*** Source text Section Begins ***

Last Thursday afternoon, I packed my bags and headed back to the airport. Watching the Chicago landscape speed along from my seat next to the train window, I saw people coming and going: some looked like locals, others like tourists, but regardless of where they hailed from, many were probably lost and running from Jesus.

Chicago is big. The dispersion of 5500 believers into this sea of millions of human faces seems like merely a drop in the bucket.

For three days, thousands of young pastors and church leaders sat under profound, biblical teaching. We were drenched in the truths of God’s Word and blessed by the opportunity to meet with likeminded believers. We were challenged to deeper devotion, encouraged in our walk with Christ, and infused with passion for proclaiming the riches of Christ’s atonement to impoverished humanity.

The conference was like a nuclear explosion of gospel truth. Being in the middle of that kind of gospel intensity was thrilling.

But on the train back to the airport, the sound of our voices mingled in praise lingered only as a faint echo in my mind. The conference experience was beginning to fade. The intensity of gospel celebration was supplanted in my heart by the immensity of the lostness that engulfs the streets of Chicago. Even as we were gathering to sing praises to our Savior, the vast majority of the people in Chicago do not know the Jesus whose presence we sensed so palpably. Most don’t even know what the gospel is, much less a conference called the Gospel Coalition.

The enormity of the Great Commission leaves us feeling overwhelmed and helpless, but I think that may be the point. We aren’t supposed to hear the gigantic command (“Make disciples of all nations”) apart from Jesus’ preceding statement (“All authority in heaven and on earth has been given to me”). The magnitude of the task is matched only by the magnitude of Christ’s power. And reflecting on that power brings me back to the reminder that our gospel retreats are meant for gospel advance.

There are many reasons why conferences are important to pastors:

  • We need the mutual strengthening that comes from face-to-face conversation.
  • We need the opportunity to sit and listen to the Word preached.
  • We need to be reminded that the kingdom of God is vast and that God is working in all sorts of ways through all kinds of people.

Conferences help us envision ourselves as individuals taking part in a bigger movement, a procession of the gospel that moves from God to us and then through us to the people around us. It’s no wonder we enjoy the occasional retreat. We need to be refreshed and have our spiritual batteries recharged. God works in us so that He can continue to work through us.

*** Source text Section Ends ***
*** Exercise data Section Begins ***

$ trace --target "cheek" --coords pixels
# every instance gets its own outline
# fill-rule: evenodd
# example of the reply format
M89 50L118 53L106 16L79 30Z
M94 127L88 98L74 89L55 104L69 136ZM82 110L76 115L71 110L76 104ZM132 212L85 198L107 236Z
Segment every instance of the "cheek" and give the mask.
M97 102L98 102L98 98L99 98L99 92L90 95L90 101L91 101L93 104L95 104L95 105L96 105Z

*** Exercise data Section Ends ***

Problem statement
Please repeat, word for word, the stretch of the Chicago conference text from "Last Thursday afternoon, I" through "in the bucket.".

Response to this exercise
Last Thursday afternoon, I packed my bags and headed back to the airport. Watching the Chicago landscape speed along from my seat next to the train window, I saw people coming and going: some looked like locals, others like tourists, but regardless of where they hailed from, many were probably lost and running from Jesus.

Chicago is big. The dispersion of 5500 believers into this sea of millions of human faces seems like merely a drop in the bucket.